| What you have to do |
The copy you give must match the listing below exactly and contain no pictures.

*** Dataset extract ***

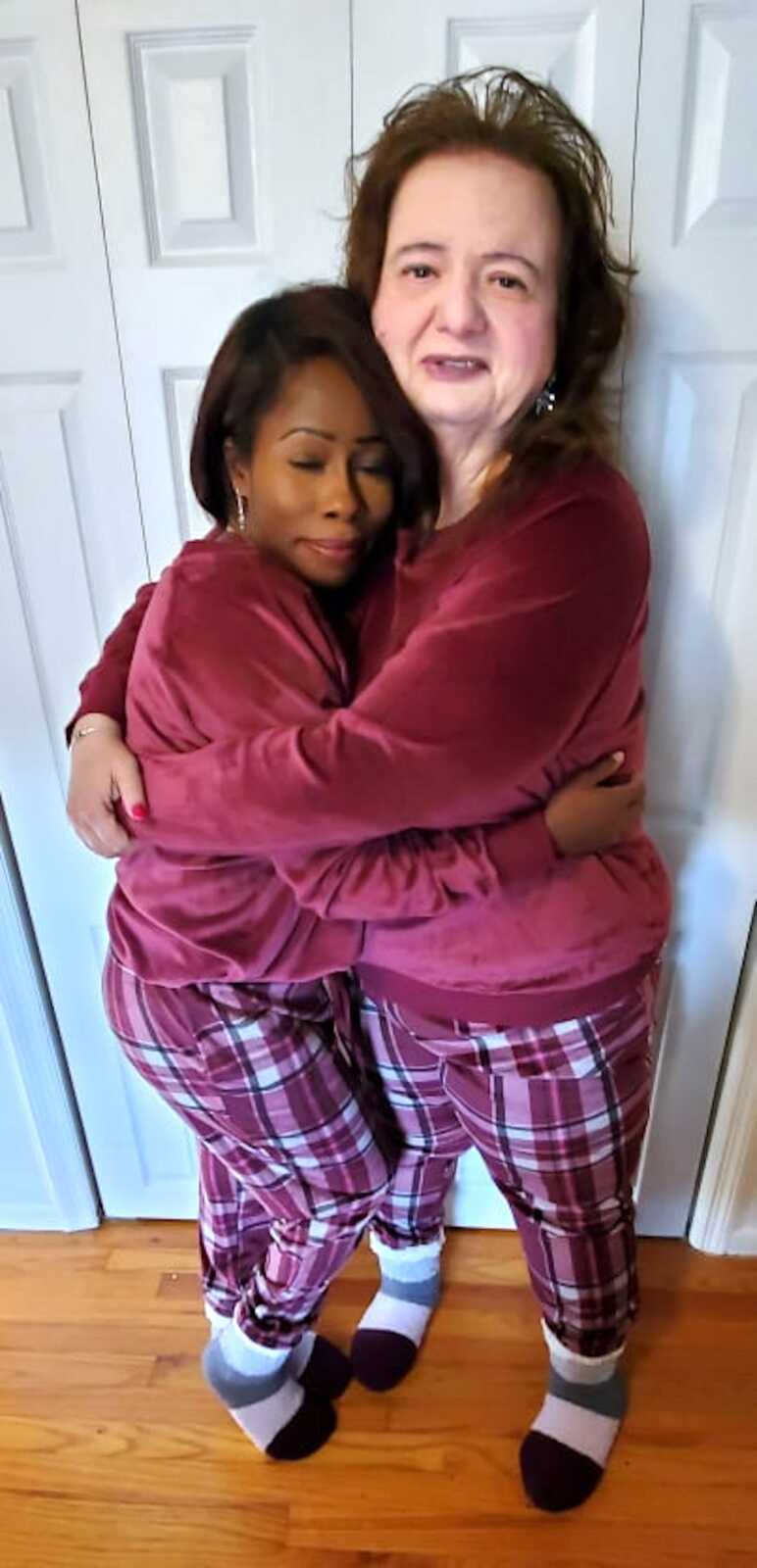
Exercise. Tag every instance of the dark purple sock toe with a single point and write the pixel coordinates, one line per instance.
(328, 1371)
(305, 1432)
(380, 1358)
(555, 1476)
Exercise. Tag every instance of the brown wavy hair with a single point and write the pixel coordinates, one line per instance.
(506, 114)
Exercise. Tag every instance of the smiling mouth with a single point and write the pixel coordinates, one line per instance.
(334, 549)
(454, 365)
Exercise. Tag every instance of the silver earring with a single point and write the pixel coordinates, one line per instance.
(545, 400)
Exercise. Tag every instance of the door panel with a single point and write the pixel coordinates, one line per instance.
(691, 443)
(71, 556)
(221, 153)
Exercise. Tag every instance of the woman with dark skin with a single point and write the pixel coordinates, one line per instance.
(506, 661)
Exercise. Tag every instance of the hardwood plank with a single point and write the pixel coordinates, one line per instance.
(114, 1450)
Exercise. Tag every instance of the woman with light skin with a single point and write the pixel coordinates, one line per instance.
(503, 658)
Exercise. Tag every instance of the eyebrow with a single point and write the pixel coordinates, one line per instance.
(328, 435)
(488, 256)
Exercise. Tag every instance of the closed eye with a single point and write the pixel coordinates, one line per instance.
(508, 281)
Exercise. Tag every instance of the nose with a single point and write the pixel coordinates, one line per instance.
(341, 496)
(459, 310)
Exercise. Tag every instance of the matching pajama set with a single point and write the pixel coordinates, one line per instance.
(214, 976)
(511, 1008)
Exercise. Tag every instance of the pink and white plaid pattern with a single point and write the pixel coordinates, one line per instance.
(253, 1070)
(558, 1113)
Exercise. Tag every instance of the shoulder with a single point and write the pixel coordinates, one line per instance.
(227, 571)
(580, 521)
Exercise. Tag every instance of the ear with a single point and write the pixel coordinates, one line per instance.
(234, 469)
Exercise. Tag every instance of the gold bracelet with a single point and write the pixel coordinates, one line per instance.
(85, 729)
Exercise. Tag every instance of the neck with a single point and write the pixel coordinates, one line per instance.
(465, 466)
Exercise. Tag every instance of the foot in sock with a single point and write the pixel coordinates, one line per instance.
(390, 1333)
(564, 1455)
(261, 1395)
(319, 1366)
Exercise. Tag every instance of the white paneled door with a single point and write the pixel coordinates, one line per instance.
(221, 132)
(200, 169)
(691, 447)
(71, 554)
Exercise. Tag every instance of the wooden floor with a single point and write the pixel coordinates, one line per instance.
(114, 1452)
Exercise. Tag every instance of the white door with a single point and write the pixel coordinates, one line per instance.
(691, 446)
(592, 57)
(71, 554)
(221, 132)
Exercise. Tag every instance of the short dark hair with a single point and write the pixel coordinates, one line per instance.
(286, 329)
(506, 114)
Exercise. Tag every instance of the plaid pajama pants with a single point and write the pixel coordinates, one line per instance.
(558, 1113)
(289, 1162)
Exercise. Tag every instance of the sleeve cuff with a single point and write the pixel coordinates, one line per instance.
(524, 849)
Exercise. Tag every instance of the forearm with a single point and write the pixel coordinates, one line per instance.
(420, 875)
(102, 690)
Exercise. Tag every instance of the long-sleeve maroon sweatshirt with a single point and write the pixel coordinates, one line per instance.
(512, 658)
(234, 643)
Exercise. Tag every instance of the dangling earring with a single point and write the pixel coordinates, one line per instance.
(545, 400)
(240, 521)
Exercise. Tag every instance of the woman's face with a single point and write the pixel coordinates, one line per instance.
(318, 483)
(467, 300)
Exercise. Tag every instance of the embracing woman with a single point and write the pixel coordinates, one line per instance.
(500, 658)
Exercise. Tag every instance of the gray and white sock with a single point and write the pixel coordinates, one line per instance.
(256, 1385)
(390, 1333)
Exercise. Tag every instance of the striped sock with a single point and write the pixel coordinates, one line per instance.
(564, 1455)
(388, 1337)
(264, 1399)
(315, 1361)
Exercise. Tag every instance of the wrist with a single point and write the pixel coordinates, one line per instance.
(94, 725)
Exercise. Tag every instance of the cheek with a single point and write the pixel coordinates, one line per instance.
(528, 347)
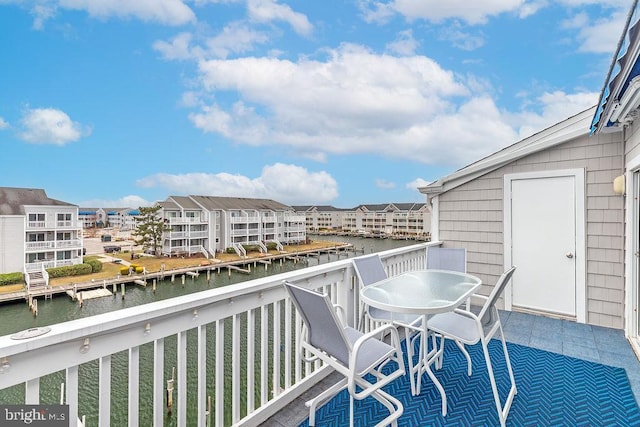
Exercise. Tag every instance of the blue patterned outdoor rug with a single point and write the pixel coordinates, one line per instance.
(553, 390)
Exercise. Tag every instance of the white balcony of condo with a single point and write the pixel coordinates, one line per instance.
(206, 330)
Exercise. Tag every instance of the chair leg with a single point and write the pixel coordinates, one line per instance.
(503, 412)
(466, 355)
(410, 366)
(328, 393)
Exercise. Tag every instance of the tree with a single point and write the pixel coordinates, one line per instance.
(149, 229)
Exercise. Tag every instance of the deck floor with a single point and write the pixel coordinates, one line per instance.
(593, 343)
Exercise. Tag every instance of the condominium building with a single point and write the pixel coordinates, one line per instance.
(37, 232)
(377, 219)
(321, 218)
(121, 218)
(209, 224)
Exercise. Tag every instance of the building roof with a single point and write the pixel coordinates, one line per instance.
(620, 94)
(318, 208)
(13, 200)
(185, 202)
(390, 207)
(564, 131)
(230, 203)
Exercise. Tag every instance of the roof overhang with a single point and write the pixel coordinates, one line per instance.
(620, 96)
(562, 132)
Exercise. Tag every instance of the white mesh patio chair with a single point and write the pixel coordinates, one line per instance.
(359, 357)
(369, 270)
(454, 259)
(466, 327)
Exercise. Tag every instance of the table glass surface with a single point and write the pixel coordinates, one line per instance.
(421, 292)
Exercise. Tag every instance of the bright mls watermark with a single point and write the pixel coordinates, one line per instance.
(34, 415)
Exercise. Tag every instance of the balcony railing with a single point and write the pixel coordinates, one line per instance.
(235, 343)
(40, 225)
(44, 264)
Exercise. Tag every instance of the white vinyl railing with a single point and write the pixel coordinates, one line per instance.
(224, 356)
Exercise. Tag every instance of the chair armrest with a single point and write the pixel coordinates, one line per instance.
(341, 313)
(381, 378)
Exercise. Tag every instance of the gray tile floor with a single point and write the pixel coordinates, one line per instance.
(597, 344)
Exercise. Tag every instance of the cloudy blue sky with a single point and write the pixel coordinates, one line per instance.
(341, 102)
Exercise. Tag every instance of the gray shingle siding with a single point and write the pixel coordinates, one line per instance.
(471, 216)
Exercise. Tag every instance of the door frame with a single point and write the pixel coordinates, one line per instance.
(580, 246)
(632, 233)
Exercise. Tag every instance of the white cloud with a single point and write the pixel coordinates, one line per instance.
(50, 126)
(384, 184)
(404, 44)
(168, 12)
(600, 36)
(356, 101)
(476, 12)
(555, 107)
(179, 48)
(289, 184)
(235, 38)
(417, 183)
(271, 10)
(461, 39)
(130, 201)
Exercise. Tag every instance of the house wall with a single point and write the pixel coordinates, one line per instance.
(471, 216)
(12, 234)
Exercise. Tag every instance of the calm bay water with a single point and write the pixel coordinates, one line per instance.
(16, 317)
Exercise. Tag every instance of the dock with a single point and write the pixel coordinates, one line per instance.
(99, 288)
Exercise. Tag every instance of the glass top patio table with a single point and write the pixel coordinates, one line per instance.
(421, 292)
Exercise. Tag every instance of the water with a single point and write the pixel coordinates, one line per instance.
(16, 317)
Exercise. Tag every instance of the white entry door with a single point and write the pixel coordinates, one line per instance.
(545, 240)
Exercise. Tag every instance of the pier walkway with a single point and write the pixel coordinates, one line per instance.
(241, 266)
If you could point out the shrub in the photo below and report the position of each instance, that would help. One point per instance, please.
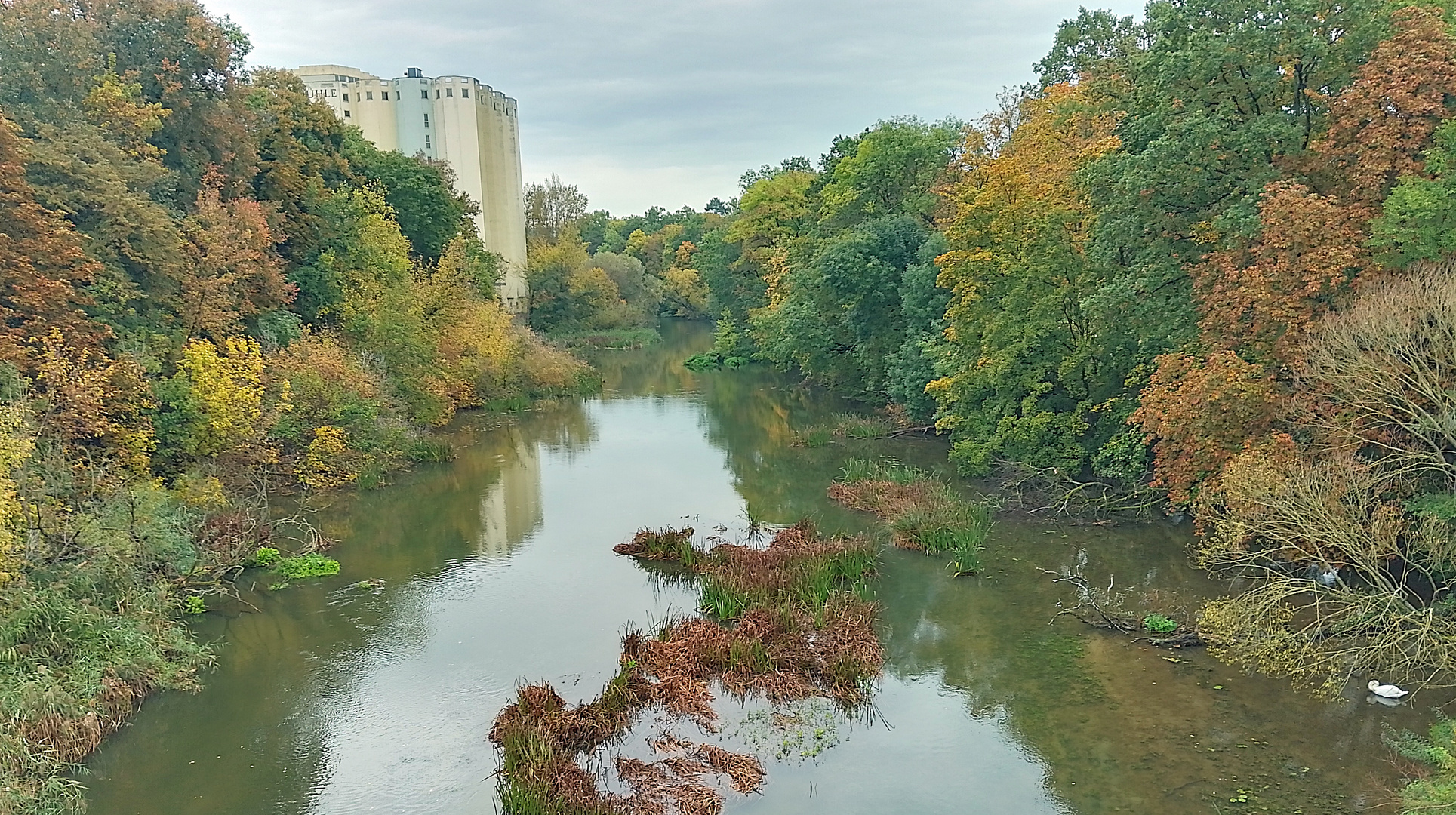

*** End of Dataset extract ***

| Written solution |
Exercise. Tag every instance of the dark purple sock toe with a single point and write the pixel coordinates, one line per instance.
(328, 1371)
(305, 1432)
(380, 1358)
(555, 1476)
Exercise. Tag every instance of the brown wavy hair with a single point and write the pixel coordinates, one line per instance.
(506, 114)
Exercise. Tag every instance of the smiling mouth with a single point and write the pixel coordinates, one line per instance.
(334, 549)
(454, 365)
Exercise. Tag every instance of the silver earring with a single point and write the pixel coordinates, one line per instance.
(545, 400)
Exercise. Tag every instance of the door panel with a single point and write the pixel coordinates, one line per instance.
(691, 443)
(71, 556)
(221, 153)
Exercise. Tag every instance of the woman with dark skin with a single point and write the pixel coordinates, one line per instance.
(506, 661)
Exercise. Tag every instance of the hardwood plank with a single point and write the pixel coordinates, one line per instance.
(114, 1450)
Exercise. Tag every instance of the woman with light skin with a single point and write the pixel coordinates, one line per instance.
(503, 658)
Exercise. Tag every instance of the eyebrow with a single point and write the pixel coordinates, one line per instance.
(328, 435)
(488, 256)
Exercise. Tag every instance of the closed eye with a single point and write the pixel coordinates, one line per instance.
(508, 281)
Exercise. Tag every instance of the nose with a single point and write the pixel coordinates, one line per instance.
(341, 496)
(459, 310)
Exercise. Tag every instance of the matching pajama set with a single point and write the pixel coordinates, one line per instance.
(214, 976)
(511, 1008)
Exercise. Tag every instance of the pink and white plaid pattern with a single point and write the pixel coordinates, one line per instance.
(253, 1070)
(558, 1113)
Exercise. Tag every instance of the shoulder with a single point and write the pixel coordinates, one line per instance.
(227, 571)
(580, 521)
Exercise. Tag every instance of the ear with a single point and write the pixel coordinates, one line per instance.
(234, 469)
Exercise. Tag every instance of the gold bracelet with a single point and write the pixel coordinates, one line per instance.
(85, 729)
Exercise. Tag every instance of the neck with a single point and write the pixel coordinates, one line per instance.
(465, 466)
Exercise. Tag every instance of the foot in sock with a single point and write the pixel coordinates, one line per instance.
(390, 1333)
(564, 1455)
(261, 1395)
(319, 1366)
Exercise. Tag every instance of the white paneled door with a single point and write the pixel coordinates, one line per instance.
(221, 132)
(200, 169)
(691, 447)
(71, 554)
Exercise. Tag every instance of the wooden floor with a single point and write the pixel coordinates, one line per instance.
(114, 1452)
Exercise. Tag every instance of the white door with a single point and write the pixel coordinates, one line per instance.
(691, 446)
(592, 57)
(71, 554)
(221, 132)
Exercise. Tag every instance of the short dark hair with a single point and write the pixel coordinates, one line per instance.
(286, 329)
(506, 114)
Exercise. Tag every instance of the plaid pajama pants with a single point and write the pixel coordinates, one line per instance.
(558, 1113)
(289, 1162)
Exercise. Tag every instance of the sleeve cuff with a single point and write the pixel coordinates, one line per instance.
(524, 849)
Exercise. Tag every instance of the forearm with a single point and write the pixel coordinates, one line per instance.
(420, 875)
(102, 690)
Exercise. Tag every instance of the long-sleeve maroon sweatshirt with a single point and write the pixel coordinates, one line per instance.
(512, 658)
(234, 643)
Exercise. Tag every instance of the dangling earring with a single point and write the pixel coordinates, one line per instance.
(545, 400)
(240, 521)
Exercise. Tag every instance of the woman's face with a single point and write the pixel coordinates, one line per instance.
(318, 483)
(467, 300)
Exercise. Tag every instance of the embracing woman with a single point and write the pixel coordinates, one line per instance.
(500, 658)
Exercise. Tag every instance of the gray and white sock with a single point and write the pixel coordinates, one line per instance.
(256, 1385)
(390, 1333)
Exercise. Tag every instance of the striped sock with a single point and write the pixel coordinates, one line per instance.
(564, 1455)
(388, 1337)
(264, 1399)
(315, 1361)
Exercise. Tag every instance of the wrist with a single point and write the pixel coordinates, one line per instance.
(94, 725)
Exercise. Tag every instance of the cheek with a single point and write the pixel coordinates, one line per instance.
(528, 347)
Exercise. Tag every instance of the blue patterned outdoor rug with a single point and write the pixel coordinates, one line per instance.
(553, 390)
Exercise. Tag every instance of the white balcony of condo with a single point and write the pixel coordinates, one line per instance.
(206, 330)
Exercise. Tag every instance of the chair leg with a single point and write the pixel coordinates, one line per instance.
(503, 412)
(466, 355)
(410, 366)
(328, 393)
Exercise. Tag every instance of the tree with a single point and write the pixel coordinates, one line per instance.
(149, 229)
Exercise. Tag every instance of the deck floor with a single point and write the pixel coordinates, one line per instance.
(593, 343)
Exercise. Tag every instance of the condominium building with a single point and write the pixel coordinates, one line per instance.
(37, 232)
(377, 219)
(321, 218)
(121, 218)
(209, 224)
Exercise. Tag every instance of the building roof with a single point and write the pixel coordinates, one line per instance.
(620, 94)
(318, 208)
(13, 200)
(185, 202)
(390, 207)
(564, 131)
(230, 203)
Exercise. Tag every instance of the roof overhang with a single point and write the pixel coordinates, one line per instance.
(620, 96)
(562, 132)
Exercise. Tag every instance of the white mesh patio chair with a single point and write the pixel coordinates, one line per instance.
(359, 357)
(369, 270)
(454, 259)
(466, 327)
Exercise. Tag every instance of the table glass surface with a single point and write the pixel coordinates, one line per instance.
(421, 292)
Exercise. Tag every instance of the bright mls watermark with a single point and write the pixel coordinates, one line per instance.
(34, 415)
Exercise. Tag every instance of the balcony railing with a single point and write the pixel coordinates, one line per instance.
(235, 343)
(40, 225)
(44, 264)
Exercise. Tag every instance of the white vinyl railing with a single point and write the pixel coordinates, one line per instance.
(224, 356)
Exercise. Tag every instance of the chair armrest with a single point and write the pixel coordinates, one line per instance.
(341, 313)
(381, 378)
Exercise. Tag every instance of the gray tile floor with a single point and write the pixel coordinates, one line per instance.
(597, 344)
Exercise. Tag every instance of the cloudy blue sky with a single point and write the pixel coordinates, one line per instance.
(341, 102)
Exercise. Tag every instance of the gray shingle siding with a single point and write the pixel coordinates, one line per instance.
(471, 216)
Exercise. Tag every instance of the door frame with a single point and write the pixel coordinates, one line per instance.
(580, 246)
(632, 233)
Exercise. Tag every instance of the white cloud with a single point and write the pixel coordinates, one line per instance.
(50, 126)
(384, 184)
(404, 44)
(168, 12)
(600, 36)
(356, 101)
(476, 12)
(555, 107)
(179, 48)
(289, 184)
(235, 38)
(417, 183)
(271, 10)
(461, 39)
(130, 201)
Exercise. Tag every instance of the house wall with a single point and write the pixel coordinates, one line per instance.
(471, 216)
(12, 234)
Exercise. Tag every instance of the calm bay water with a single point and write the pixel coordinates, one line per instance.
(16, 317)
Exercise. Tag every instance of the dock with a single point and write the pixel coordinates, one line per instance.
(99, 288)
Exercise. Tag every instance of the glass top patio table with a single point and write the pixel coordinates, one line per instance.
(421, 292)
Exercise. Tag every instance of the water with a single point and write the pixel coordinates, one line per instance.
(16, 317)
Exercise. Tag every instance of the white entry door with a single point and write the pixel coordinates, one line per instance.
(545, 240)
Exercise. Tag every instance of the pier walkway with a single point and write the pixel coordinates, one line per instance.
(241, 266)
If you could point out the shrub in the photo below and report the position of each instance, that would help. One point per instance, please.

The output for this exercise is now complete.